**Trecho do documento:**
________________________
A autoria delitiva extrai-se da confissão extrajudicial do acusado Clemente Dana, em cotejo com o conjunto probatório dos autos.

Ouvido perante a Autoridade Policial, Clemente declarou que há 17 (dezessete) anos não exerce uma profissão formal e que, desde 1983, não apresenta declarações de bens e rendas no Brasil, contando com o C.P.F. suspenso.

Confirmou ter assinado documentos relativos à abertura das contas Midler e Rigler, no JP Morgan Chase, nos Estados Unidos, a pedido de seu amigo Gabriel Lewi Seszez, sem atentar para seu conteúdo.

Alegou desconhecimento da origem dos valores movimentados nessas contas, nos anos de 2001 e 2002, e da sua vinculação a uma instituição financeira no exterior.

Explicou que Gabriel utilizaria as referidas contas para operar importações e exportações de mercadorias, adicionando que apenas assinou os documentos de abertura, não tomando conhecimento do que sucedeu posteriormente, acreditando que "GABRIEL ou outra pessoa possam ter utilizado seu nome para operar, sem seu conhecimento, a conta bancária para cuja abertura fornecera antes seu nome e assinatura" (fl. 26).

Reconheceu a titularidade das contas mantidas no Brasil junto ao HSBC, Unibanco e BankBoston e justificou que os valores movimentados nessas contas provinham da empresa Feeling Modas Ltda., pertencente a sua ex-companheira, que utilizava suas contas bancárias para depósito das receitas auferidas pela empresa (fls. 24/27).

Não obstante as vultosas quantias movimentadas nas contas fiscalizadas, o acusado afirmou que "os créditos depositados em suas contas no Brasil não foram objeto de declaração à Receita Federal, até porque, como já informado, o declarante não apresenta suas declarações desde 1983" (fl. 26).

Não convence que o acusado Clemente Dana desconhecesse a finalidade das contas bancárias mantidas no exterior, tendo em vista constar do Laudo de Exame Econômico-Financeiro n. 1.033/04 que Gabriel Lewi Seszez e Clemente Dana são presidente e vice-presidente da empresa Midler, respectivamente (fl. 114, apenso I) e do Laudo de Exame Econômico-Financeiro n. 1.046/04 que Gabriel e Clemente são também presidente e vice-presidente da empresa Rigler, respectivamente (fl. 131, apenso I).

Ademais, consoante se extrai do Termo de Verificação Fiscal, restou apurado que as autorizações dos débitos na conta Midler, enviadas para os Estados Unidos, via fac-símile, estão assinadas por Clemente Dana desde 02.02.01, bem como que, antes da designação nos cargos de presidente e vice-presidente da Midler S/A, seus sócios Gabriel Lewi e Clemente Dana assinaram diariamente autorizações para movimentação da conta. Prática semelhante se deu com relação à conta Rigler (cfr. fl. 1.547, apenso VIII e fls. 1.260/1.309, apenso VII).

É dispensável a comprovação do dolo específico, bastando a demonstração de que o acusado omitiu às autoridades fazendárias informações sobre sua movimentação bancária, cuja origem não esclareceu, e, assim agindo, reduziu e suprimiu tributos devidos, do que decorreu a constituição de crédito tributário.
________________________
**Material fornecido:**
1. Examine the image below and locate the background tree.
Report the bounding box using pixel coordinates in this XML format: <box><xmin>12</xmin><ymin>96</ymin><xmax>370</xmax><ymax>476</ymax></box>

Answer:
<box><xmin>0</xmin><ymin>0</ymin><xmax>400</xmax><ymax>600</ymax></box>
________________________
**O que fazer:**
Com base no trecho do documento, responda às perguntas abaixo.
1. Desde que ano Clemente Dana não apresenta declarações de bens e rendas no Brasil?
2. Em quais bancos no Brasil Clemente reconheceu ser titular de contas?
3. Segundo o Laudo de Exame Econômico-Financeiro n. 1.033/04, que cargos Gabriel Lewi Seszez e Clemente Dana ocupam na empresa Midler?

**Resposta esperada:**
1. Desde 1983.
2. No HSBC, no Unibanco e no BankBoston.
3. Gabriel Lewi Seszez é presidente e Clemente Dana é vice-presidente.